— Trecho citado —
Novo bioconservante

Para retardar a deterioração dos alimentos e reduzir o risco de contaminação por microrganismo, a indústria alimentícia recorre ao uso de conservantes. Mas as substâncias geralmente usadas com esse fim, como ácido sórbico e benzoico, além de alterar o sabor do produto, podem, em longo prazo, induzir a resistência de bactérias a biocidas no organismo do consumidor.

Um novo tipo de conservante, criado por pesquisadores de biotecnologia industrial da Universidade Positivo, de Curitiba, pode ser uma solução a esses problemas. Diferentemente dos aditivos tradicionais, sintetizados em laboratório, o novo produto é elaborado a partir da fermentação do melaço de soja (subproduto da extração de óleo do grão) por lactobacilos, bactérias inofensivas à saúde.

Na fermentação, os lactobacilos produzem bacteriocinas, ou seja, proteínas biologicamente ativas que impedem a ação de outras bactérias. Por terem origem em um processo natural, não são capazes de tornar os agentes infecciosos resistentes, como acontece com o uso contínuo de antibióticos, por exemplo.

A tecnóloga em alimentos Karine de Queiroga Bucholdz, que desenvolveu o bioconservante em seu mestrado, explica que o produto foi pensado para a conservação de ração animal, mas que pode ser usado também em alimentos para consumo humano.

“Bacteriocinas produzidas por lactobacilos já são empregadas na conservação de alimentos em outros países”, afirma Bucholdz. Mas, segundo a pesquisadora, para a cultura de lactobacilos geralmente se utiliza um caldo específico, conhecido pela sigla MRS, que custa aproximadamente 160 vezes mais do que o melaço de soja.

Karine de Queiroga Bucholdz
A tecnóloga em alimentos Karine de Queiroga Bucholdz no laboratório da Universidade Positivo. Bioconservante desenvolvido pela pesquisadora é mais barato e não induz a resistência bacteriana como similares tradicionais. (foto: Fábio Muniz)

Atualmente o melaço de soja é empregado principalmente na alimentação animal e na produção de biocombustível.

— Dados brutos —
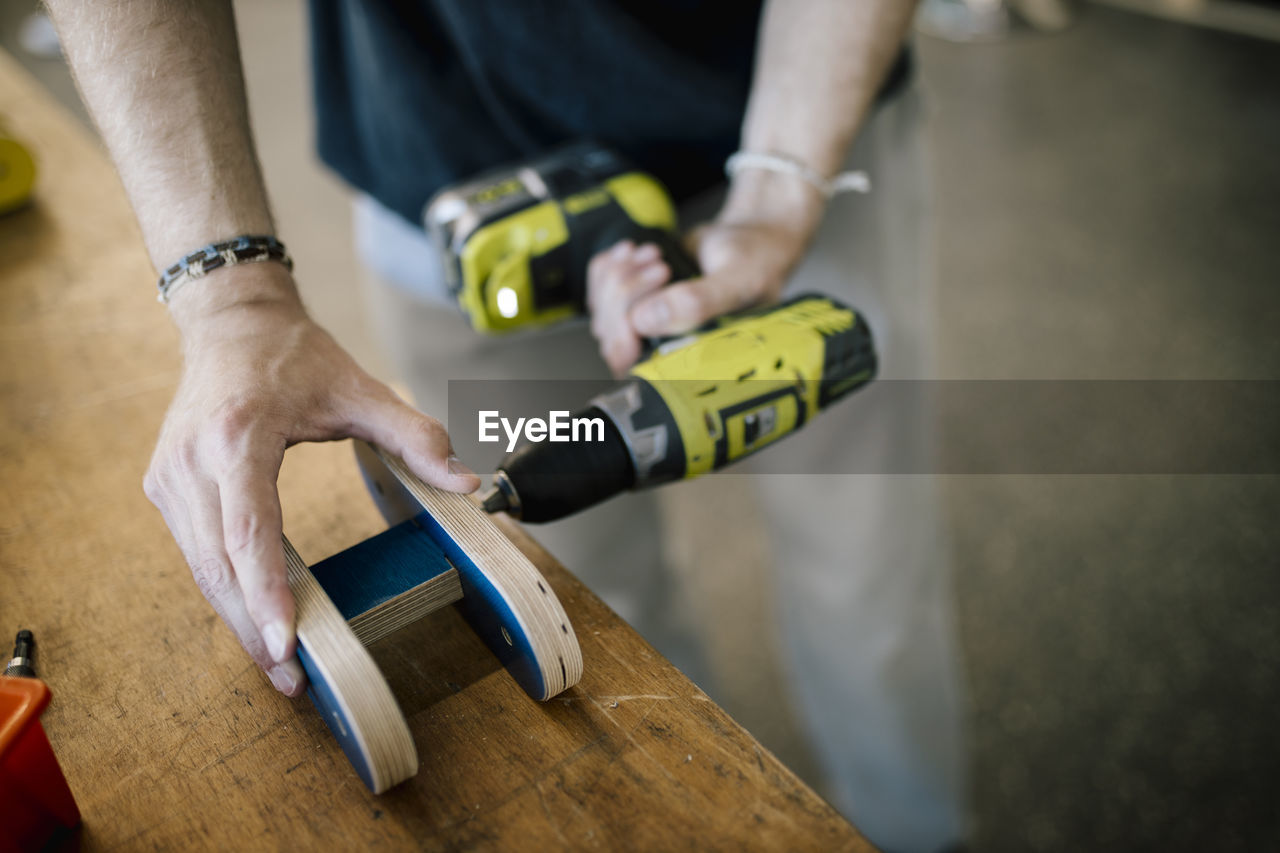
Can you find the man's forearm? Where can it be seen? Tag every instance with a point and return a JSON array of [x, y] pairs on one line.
[[819, 64], [163, 81]]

— Ações necessárias —
a: Transcreva do texto sobre o bioconservante o trecho que vai de "Na fermentação, os" até "antibióticos, por exemplo.", inclusive.
b: Dê continuidade ao texto sobre o bioconservante a partir do ponto em que ele termina.
As linhas não são necessárias para resolver este exercício.

— Respostas do exercício —
a:
Na fermentação, os lactobacilos produzem bacteriocinas, ou seja, proteínas biologicamente ativas que impedem a ação de outras bactérias. Por terem origem em um processo natural, não são capazes de tornar os agentes infecciosos resistentes, como acontece com o uso contínuo de antibióticos, por exemplo.

b:
Escala industrial

Ao longo de dois anos, Bucholdz trabalhou com sete cepas de lactobacilos, das quais selecionou quatro que se mostraram eficientes contra bactérias patogênicas. Ao final, obteve um substrato que inibe a ação de microrganismos que provocam desde diarreia até quadros de gastroenterite e febre tifoide, como Clostridium perfringens, Escherichia coli e Salmonella spp.

Durante os testes, o bioconservante foi produzido nas formulações líquida e em pó, inicialmente em escala reduzida. Bucholdz trabalha agora, junto com uma empresa de fabricação de derivados de soja, no desenvolvimento de um processo de produção em escala industrial.

'Salmonella typhimurum'
Micrografia eletrônica de varredura mostra ‘Salmonella typhimurum’ invadindo cultura de células humanas. Bactéria, principal causadora de gastroenterite, tem ação inibida pelo novo bioconservante. (foto: Rocky Mountain Laboratories, NIAID, NIH)

A pesquisadora afirma que o bioconservante tem condições de substituir conservantes sintéticos, mas que seu uso, assim como o de aditivos tradicionais, não dispensa as indústrias de alimentos das boas práticas de fabricação, essenciais ao desenvolvimento de produtos seguros para consumo.

Segundo ela, é possível que o produto sirva ainda para desinfecção de ambientes, embora ainda sejam necessários estudos que comprovem a eficácia dessa aplicação.

A patente do processo de produção da substância foi depositada recentemente no Instituto Nacional da Propriedade Industrial.